> **Referring expression data**
⟨
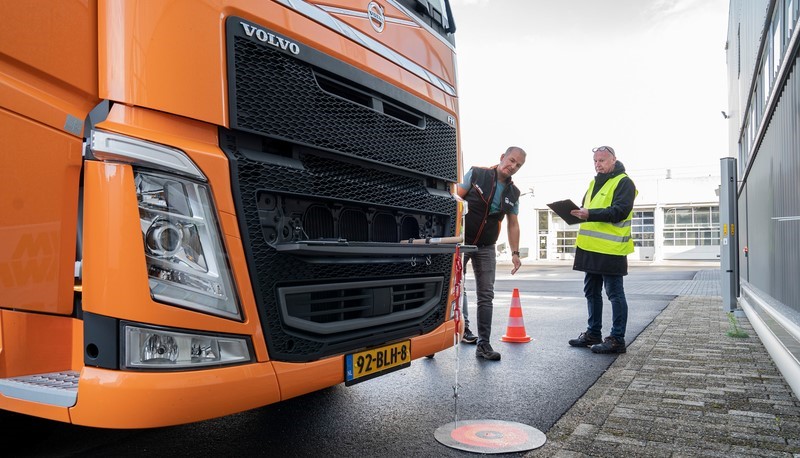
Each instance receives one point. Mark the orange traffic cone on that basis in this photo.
(516, 326)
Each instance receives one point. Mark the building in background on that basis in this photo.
(674, 218)
(764, 125)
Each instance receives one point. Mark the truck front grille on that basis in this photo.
(322, 158)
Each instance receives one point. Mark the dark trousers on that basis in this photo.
(593, 290)
(484, 266)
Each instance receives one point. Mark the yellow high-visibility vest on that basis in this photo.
(601, 237)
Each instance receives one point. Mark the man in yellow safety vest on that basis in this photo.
(602, 248)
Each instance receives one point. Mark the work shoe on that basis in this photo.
(585, 340)
(486, 351)
(610, 345)
(469, 337)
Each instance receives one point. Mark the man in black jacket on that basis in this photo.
(491, 196)
(602, 247)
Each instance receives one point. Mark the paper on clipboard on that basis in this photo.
(562, 209)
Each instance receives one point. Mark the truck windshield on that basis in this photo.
(435, 13)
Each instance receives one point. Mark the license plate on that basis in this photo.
(368, 364)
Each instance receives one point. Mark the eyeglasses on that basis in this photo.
(604, 148)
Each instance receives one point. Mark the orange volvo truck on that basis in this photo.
(208, 206)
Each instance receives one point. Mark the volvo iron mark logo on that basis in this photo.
(376, 17)
(270, 38)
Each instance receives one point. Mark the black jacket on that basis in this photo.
(483, 228)
(621, 206)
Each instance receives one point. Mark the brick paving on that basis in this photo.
(684, 388)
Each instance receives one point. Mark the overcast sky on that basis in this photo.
(560, 77)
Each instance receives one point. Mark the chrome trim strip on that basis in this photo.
(363, 15)
(315, 13)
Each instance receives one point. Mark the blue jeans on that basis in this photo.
(593, 290)
(484, 263)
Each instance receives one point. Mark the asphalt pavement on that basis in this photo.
(684, 388)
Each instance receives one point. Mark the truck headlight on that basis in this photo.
(186, 263)
(151, 348)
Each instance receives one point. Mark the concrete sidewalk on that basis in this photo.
(684, 388)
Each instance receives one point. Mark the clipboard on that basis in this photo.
(562, 209)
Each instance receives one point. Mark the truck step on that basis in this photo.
(54, 388)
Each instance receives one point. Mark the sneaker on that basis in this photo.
(486, 351)
(610, 345)
(585, 340)
(469, 337)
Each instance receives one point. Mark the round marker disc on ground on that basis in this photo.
(489, 436)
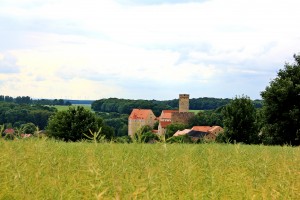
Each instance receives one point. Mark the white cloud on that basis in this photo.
(117, 48)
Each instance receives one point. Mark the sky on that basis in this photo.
(144, 49)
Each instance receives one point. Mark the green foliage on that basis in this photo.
(160, 171)
(2, 127)
(125, 106)
(143, 134)
(240, 121)
(95, 136)
(18, 114)
(28, 128)
(207, 118)
(171, 129)
(70, 125)
(281, 110)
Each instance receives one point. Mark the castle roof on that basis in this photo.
(140, 113)
(183, 132)
(202, 128)
(164, 124)
(167, 114)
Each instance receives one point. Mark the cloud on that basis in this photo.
(8, 64)
(145, 49)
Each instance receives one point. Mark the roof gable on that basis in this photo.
(201, 128)
(140, 113)
(167, 114)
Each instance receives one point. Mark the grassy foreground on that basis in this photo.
(47, 169)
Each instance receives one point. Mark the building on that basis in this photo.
(164, 120)
(180, 116)
(184, 102)
(139, 118)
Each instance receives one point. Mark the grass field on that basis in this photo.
(47, 169)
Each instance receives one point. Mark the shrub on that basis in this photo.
(69, 125)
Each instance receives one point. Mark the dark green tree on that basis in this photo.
(70, 125)
(240, 121)
(173, 128)
(281, 110)
(28, 128)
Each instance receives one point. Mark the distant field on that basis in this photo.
(46, 169)
(196, 111)
(60, 108)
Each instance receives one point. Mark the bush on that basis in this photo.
(70, 125)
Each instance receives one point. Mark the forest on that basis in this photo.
(272, 120)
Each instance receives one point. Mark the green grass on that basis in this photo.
(196, 111)
(47, 169)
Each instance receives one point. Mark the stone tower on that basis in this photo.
(184, 102)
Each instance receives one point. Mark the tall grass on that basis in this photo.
(47, 169)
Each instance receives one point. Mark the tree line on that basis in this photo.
(15, 115)
(125, 106)
(28, 100)
(273, 120)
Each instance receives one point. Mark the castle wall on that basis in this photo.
(184, 102)
(181, 117)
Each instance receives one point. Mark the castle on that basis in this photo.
(142, 117)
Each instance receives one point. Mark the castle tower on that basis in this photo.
(184, 102)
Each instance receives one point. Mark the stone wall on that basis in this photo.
(181, 117)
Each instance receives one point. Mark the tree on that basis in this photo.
(70, 125)
(173, 128)
(281, 108)
(240, 121)
(28, 128)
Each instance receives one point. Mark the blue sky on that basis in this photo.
(144, 49)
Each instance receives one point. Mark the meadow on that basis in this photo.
(49, 169)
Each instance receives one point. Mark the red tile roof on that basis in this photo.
(140, 113)
(167, 114)
(9, 131)
(201, 128)
(183, 132)
(164, 124)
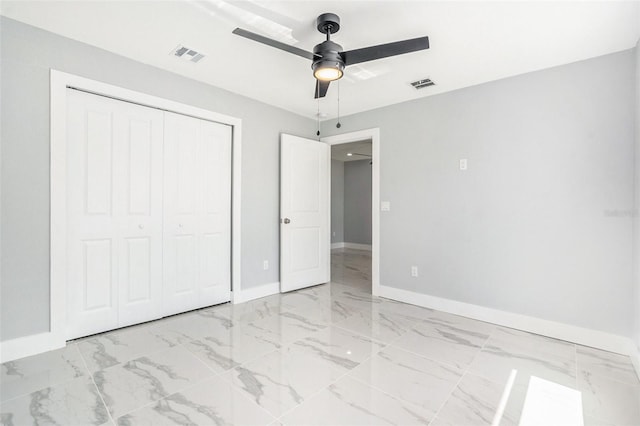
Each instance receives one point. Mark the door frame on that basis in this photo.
(374, 135)
(59, 83)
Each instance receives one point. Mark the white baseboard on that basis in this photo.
(255, 292)
(354, 246)
(29, 345)
(635, 359)
(571, 333)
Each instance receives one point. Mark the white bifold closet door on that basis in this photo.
(114, 210)
(148, 213)
(197, 209)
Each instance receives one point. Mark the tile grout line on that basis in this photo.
(464, 374)
(313, 395)
(60, 383)
(84, 362)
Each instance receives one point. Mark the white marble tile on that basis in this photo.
(327, 311)
(40, 371)
(341, 347)
(75, 402)
(238, 345)
(211, 402)
(258, 309)
(289, 326)
(409, 377)
(446, 338)
(606, 364)
(305, 298)
(194, 325)
(115, 347)
(529, 354)
(317, 292)
(377, 324)
(146, 379)
(350, 402)
(405, 309)
(609, 401)
(475, 402)
(283, 379)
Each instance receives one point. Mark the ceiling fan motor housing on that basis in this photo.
(330, 53)
(328, 23)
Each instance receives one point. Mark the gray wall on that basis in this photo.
(357, 202)
(27, 54)
(532, 226)
(337, 201)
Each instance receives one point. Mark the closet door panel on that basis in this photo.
(114, 208)
(196, 214)
(92, 222)
(140, 132)
(215, 218)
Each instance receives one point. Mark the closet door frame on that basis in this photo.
(60, 82)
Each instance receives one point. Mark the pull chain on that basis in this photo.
(318, 113)
(338, 125)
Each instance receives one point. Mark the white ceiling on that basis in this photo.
(361, 149)
(472, 42)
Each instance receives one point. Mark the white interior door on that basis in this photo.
(197, 214)
(304, 211)
(114, 216)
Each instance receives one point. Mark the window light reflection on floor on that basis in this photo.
(546, 403)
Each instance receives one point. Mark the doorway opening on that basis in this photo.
(355, 193)
(351, 224)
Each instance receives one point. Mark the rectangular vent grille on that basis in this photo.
(187, 54)
(421, 84)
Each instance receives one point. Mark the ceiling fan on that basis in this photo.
(329, 60)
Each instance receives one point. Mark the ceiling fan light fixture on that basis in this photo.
(328, 71)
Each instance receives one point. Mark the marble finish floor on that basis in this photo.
(327, 355)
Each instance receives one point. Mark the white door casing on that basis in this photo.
(197, 207)
(304, 212)
(114, 213)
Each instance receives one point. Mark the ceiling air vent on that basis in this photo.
(421, 84)
(187, 54)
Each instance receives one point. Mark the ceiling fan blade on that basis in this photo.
(380, 51)
(274, 43)
(321, 89)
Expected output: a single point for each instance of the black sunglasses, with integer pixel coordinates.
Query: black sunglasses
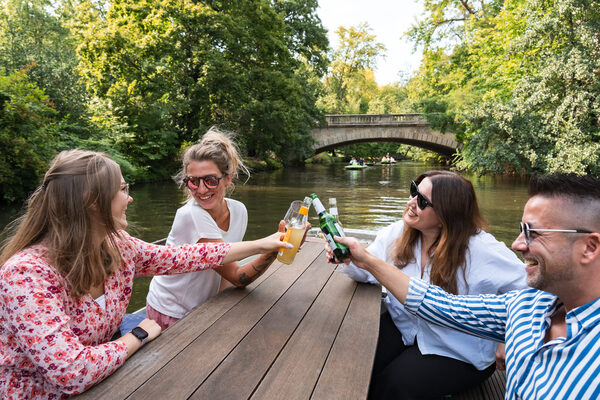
(210, 181)
(524, 227)
(422, 201)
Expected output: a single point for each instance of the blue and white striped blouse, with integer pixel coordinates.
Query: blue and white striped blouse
(563, 368)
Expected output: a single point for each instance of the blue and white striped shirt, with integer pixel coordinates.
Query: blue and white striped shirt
(563, 368)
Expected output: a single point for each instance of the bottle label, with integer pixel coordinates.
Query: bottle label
(340, 230)
(330, 233)
(286, 238)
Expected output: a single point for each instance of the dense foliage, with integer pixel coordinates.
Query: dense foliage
(141, 79)
(517, 81)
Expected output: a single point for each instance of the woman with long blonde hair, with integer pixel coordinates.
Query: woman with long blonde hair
(440, 239)
(66, 276)
(208, 171)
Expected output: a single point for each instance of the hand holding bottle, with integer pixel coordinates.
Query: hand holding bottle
(358, 254)
(296, 222)
(330, 228)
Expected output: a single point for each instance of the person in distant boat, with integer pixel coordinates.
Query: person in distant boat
(66, 277)
(552, 328)
(208, 170)
(440, 239)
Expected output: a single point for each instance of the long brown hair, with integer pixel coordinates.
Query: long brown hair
(456, 207)
(73, 202)
(216, 146)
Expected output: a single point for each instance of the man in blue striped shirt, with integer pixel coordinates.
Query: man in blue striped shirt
(552, 329)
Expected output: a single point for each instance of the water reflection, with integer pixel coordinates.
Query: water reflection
(370, 199)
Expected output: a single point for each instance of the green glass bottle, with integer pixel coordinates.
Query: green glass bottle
(330, 228)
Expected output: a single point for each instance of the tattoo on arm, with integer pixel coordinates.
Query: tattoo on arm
(259, 266)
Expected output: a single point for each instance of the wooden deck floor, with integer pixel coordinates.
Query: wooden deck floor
(300, 331)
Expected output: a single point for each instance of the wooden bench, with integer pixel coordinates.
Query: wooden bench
(492, 389)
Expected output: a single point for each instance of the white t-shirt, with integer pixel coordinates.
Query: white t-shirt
(491, 267)
(177, 295)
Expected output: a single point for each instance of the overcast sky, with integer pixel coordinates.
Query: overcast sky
(388, 19)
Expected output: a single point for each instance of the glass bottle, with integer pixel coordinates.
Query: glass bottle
(333, 210)
(296, 220)
(330, 228)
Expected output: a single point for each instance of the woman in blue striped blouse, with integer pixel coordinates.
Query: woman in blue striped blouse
(441, 240)
(552, 329)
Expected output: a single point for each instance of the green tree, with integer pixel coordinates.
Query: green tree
(34, 38)
(517, 84)
(350, 83)
(28, 135)
(172, 68)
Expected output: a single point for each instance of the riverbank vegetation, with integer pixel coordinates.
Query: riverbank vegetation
(517, 82)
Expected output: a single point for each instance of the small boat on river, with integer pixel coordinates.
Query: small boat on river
(356, 166)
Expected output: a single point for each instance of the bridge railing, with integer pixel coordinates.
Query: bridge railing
(374, 119)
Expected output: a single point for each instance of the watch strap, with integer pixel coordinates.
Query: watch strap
(140, 333)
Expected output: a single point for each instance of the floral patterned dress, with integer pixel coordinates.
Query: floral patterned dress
(53, 345)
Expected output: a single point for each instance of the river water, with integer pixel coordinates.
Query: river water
(369, 199)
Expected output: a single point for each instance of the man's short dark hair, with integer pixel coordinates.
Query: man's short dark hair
(567, 185)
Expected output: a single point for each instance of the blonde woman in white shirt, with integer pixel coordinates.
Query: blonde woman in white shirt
(209, 168)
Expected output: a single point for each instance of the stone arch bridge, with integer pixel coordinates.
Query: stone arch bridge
(410, 129)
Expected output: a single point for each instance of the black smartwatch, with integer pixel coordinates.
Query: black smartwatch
(140, 333)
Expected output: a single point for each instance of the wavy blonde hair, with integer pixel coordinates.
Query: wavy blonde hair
(216, 146)
(72, 204)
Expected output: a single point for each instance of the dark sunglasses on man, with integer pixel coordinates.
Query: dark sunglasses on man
(210, 181)
(422, 201)
(524, 227)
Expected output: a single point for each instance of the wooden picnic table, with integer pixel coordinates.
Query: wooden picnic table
(299, 331)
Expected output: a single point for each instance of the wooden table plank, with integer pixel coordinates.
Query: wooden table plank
(347, 373)
(298, 367)
(175, 379)
(250, 360)
(296, 327)
(145, 363)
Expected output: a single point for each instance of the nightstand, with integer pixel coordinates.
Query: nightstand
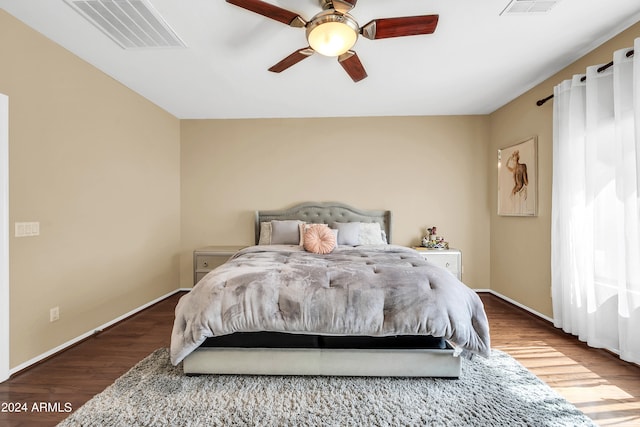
(451, 259)
(207, 258)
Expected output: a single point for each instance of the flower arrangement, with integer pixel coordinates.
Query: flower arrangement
(433, 241)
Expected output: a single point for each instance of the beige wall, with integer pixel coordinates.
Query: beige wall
(521, 247)
(426, 170)
(98, 166)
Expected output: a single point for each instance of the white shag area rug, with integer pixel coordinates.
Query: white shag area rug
(497, 391)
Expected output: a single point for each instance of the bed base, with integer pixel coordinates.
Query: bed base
(330, 362)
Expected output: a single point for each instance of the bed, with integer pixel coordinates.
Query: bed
(364, 308)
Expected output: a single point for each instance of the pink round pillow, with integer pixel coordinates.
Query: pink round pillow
(319, 239)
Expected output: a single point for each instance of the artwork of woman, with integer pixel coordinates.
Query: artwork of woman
(520, 178)
(517, 181)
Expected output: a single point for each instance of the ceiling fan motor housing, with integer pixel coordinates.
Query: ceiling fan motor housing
(331, 33)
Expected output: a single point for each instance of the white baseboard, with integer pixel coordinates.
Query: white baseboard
(516, 303)
(90, 333)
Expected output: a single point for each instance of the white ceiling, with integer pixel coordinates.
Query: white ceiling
(475, 62)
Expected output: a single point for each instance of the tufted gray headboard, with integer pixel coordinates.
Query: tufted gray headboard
(325, 213)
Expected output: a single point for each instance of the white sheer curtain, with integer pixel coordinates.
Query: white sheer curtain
(595, 242)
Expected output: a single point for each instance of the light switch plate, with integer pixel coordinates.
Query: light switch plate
(27, 229)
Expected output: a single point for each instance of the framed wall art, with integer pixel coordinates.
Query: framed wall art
(518, 178)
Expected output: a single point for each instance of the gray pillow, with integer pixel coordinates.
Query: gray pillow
(348, 233)
(285, 232)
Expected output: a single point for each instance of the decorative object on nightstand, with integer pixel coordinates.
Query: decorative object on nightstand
(209, 257)
(433, 241)
(450, 259)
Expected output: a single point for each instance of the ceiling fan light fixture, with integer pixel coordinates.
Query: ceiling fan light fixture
(332, 34)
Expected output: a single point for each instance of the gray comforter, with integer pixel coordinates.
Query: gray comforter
(374, 290)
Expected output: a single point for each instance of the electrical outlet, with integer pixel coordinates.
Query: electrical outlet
(54, 314)
(27, 229)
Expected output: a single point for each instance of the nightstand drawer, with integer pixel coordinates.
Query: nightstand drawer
(209, 262)
(450, 259)
(208, 258)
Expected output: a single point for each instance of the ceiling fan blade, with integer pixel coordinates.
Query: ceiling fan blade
(270, 11)
(352, 65)
(343, 6)
(400, 27)
(292, 59)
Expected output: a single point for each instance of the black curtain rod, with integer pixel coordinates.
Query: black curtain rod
(583, 78)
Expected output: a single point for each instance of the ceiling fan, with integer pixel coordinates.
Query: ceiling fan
(333, 32)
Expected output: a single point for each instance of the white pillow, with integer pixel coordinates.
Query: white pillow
(370, 234)
(265, 233)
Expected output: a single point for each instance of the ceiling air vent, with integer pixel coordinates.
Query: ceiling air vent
⟩
> **What you need to do**
Write out again exactly the lines above from the one with "Each instance receives one point. Mark the ceiling fan blade" through the one with "white striped shirt, with integer pixel coordinates.", adding no other lines and no pictures.

> **Your solution**
Each instance receives one point. Mark the ceiling fan blade on that basis in this photo.
(380, 51)
(274, 43)
(321, 89)
Expected output: a single point for each instance of the black sunglasses, with integer pixel coordinates.
Query: black sunglasses
(210, 181)
(524, 227)
(422, 201)
Expected output: a single point for each instance of the blue and white striped blouse, with integer pixel coordinates.
Query: blue and white striped blouse
(563, 368)
Expected output: a single point for each instance of the blue and white striped shirt, with integer pixel coordinates.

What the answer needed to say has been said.